_GIVEN EXERCISE A:_ Write out every line of the extracted entries as a numbered list, skipping blank lines and leaving out the pictures.

_TEXT PROVIDED:_
· · · · · · ·

Correlation charts/scatter¶

In [113]:
sns.set_context(context="paper")

g = sns.PairGrid(df
                , hue = "Resigned"
                , vars=["Age", "AverageWeeklyHoursWorked", "MonthlyIncome", "YearsAtCompany"])

g.fig.subplots_adjust(top=.93)
g.fig.suptitle("Pairplots - Age, Average Weekly Hours, Income and Employment Status", fontsize=16, fontweight="bold")


g.map_lower(sns.kdeplot)
g.map_upper(sns.scatterplot)
g.map_diag(sns.histplot, bins= 5)

# g.savefig("Appendix 4. PairPlots_Age_WeeklyHours_MonthlyIncome_Years.jpg", dpi=300)
Out[113]:
<seaborn.axisgrid.PairGrid at 0x7fd7bd056be0>
In [114]:
sns.set_context(context="paper")

g = sns.PairGrid(df_consultants
                , hue = "Resigned"
                , vars=["Age", "AverageWeeklyHoursWorked", "MonthlyIncome", "YearsAtCompany"])

g.fig.subplots_adjust(top=.93)
g.fig.suptitle("Pair Plots for Consultants: Age, Average Weekly Hours, Income and Employment Status", fontsize=16, fontweight="bold")


g.map_lower(sns.kdeplot)
g.map_upper(sns.scatterplot)
g.map_diag(sns.histplot, bins= 5)

# g.savefig("PairPlots_Age_WeeklyHours_MonthlyIncome_Years - Consultants.jpg", dpi=300)
Out[114]:
<seaborn.axisgrid.PairGrid at 0x7fd7ae4f3190>
In [115]:
# plt.figure(figsize=(10,5))

g = sns.PairGrid(df
                , hue = "Resigned"
                , x_vars=["MonthlyIncome", "YearsAtCompany", "Age"]
                , y_vars=["AverageWeeklyHoursWorked",]
                , 
                )
g.fig.subplots_adjust(top=.85)
g.fig.suptitle("Fig. 7. - Employment Status insights", fontsize=12, fontweight="bold")



g.map(sns.scatterplot)
g.add_legend(title="Resigned?:")

# {"YES": "Resigned", "NO": "Employed"}

# g.savefig("Fig. 7. Employment_status_insights.jpg", dpi=300)

· · · · · · ·

_GIVEN EXERCISE B:_ In the notebook code, list each column name given in the vars list of the sns.PairGrid call under "In [113]:".

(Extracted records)
· · · · · · ·

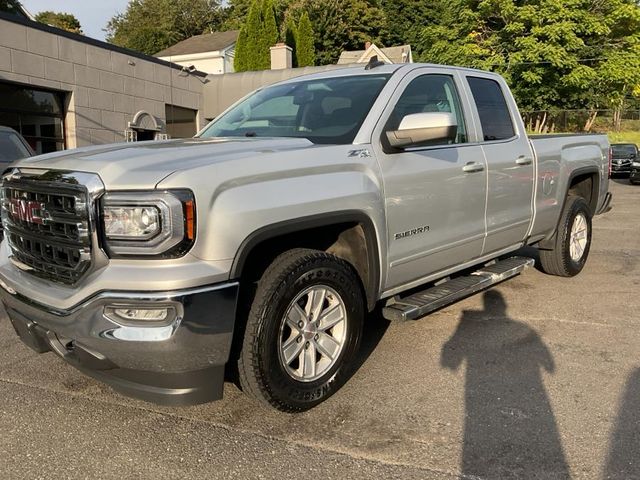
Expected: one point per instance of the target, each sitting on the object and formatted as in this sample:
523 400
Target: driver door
435 195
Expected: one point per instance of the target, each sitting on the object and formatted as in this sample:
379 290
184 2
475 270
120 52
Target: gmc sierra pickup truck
261 244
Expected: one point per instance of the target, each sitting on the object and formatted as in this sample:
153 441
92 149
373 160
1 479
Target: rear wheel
573 240
303 330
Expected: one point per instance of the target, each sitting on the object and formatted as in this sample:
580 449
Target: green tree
269 35
246 56
290 38
257 35
65 21
405 20
555 54
236 12
150 26
305 50
340 25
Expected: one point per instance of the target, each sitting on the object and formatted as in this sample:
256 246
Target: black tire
262 373
558 261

· · · · · · ·

_EXERCISE OUTPUT A:_
1. Expected: one point per instance of the target, each sitting on the object and formatted as in this sample:
2. 523 400
3. Target: driver door
4. 435 195
5. Expected: one point per instance of the target, each sitting on the object and formatted as in this sample:
6. 379 290
7. 184 2
8. 475 270
9. 120 52
10. Target: gmc sierra pickup truck
11. 261 244
12. Expected: one point per instance of the target, each sitting on the object and formatted as in this sample:
13. 153 441
14. 92 149
15. 373 160
16. 1 479
17. Target: rear wheel
18. 573 240
19. 303 330
20. Expected: one point per instance of the target, each sitting on the object and formatted as in this sample:
21. 580 449
22. Target: green tree
23. 269 35
24. 246 56
25. 290 38
26. 257 35
27. 65 21
28. 405 20
29. 555 54
30. 236 12
31. 150 26
32. 305 50
33. 340 25
34. Expected: one point per instance of the target, each sitting on the object and formatted as in this sample:
35. 256 246
36. Target: black tire
37. 262 373
38. 558 261

_EXERCISE OUTPUT B:_
- Age
- AverageWeeklyHoursWorked
- MonthlyIncome
- YearsAtCompany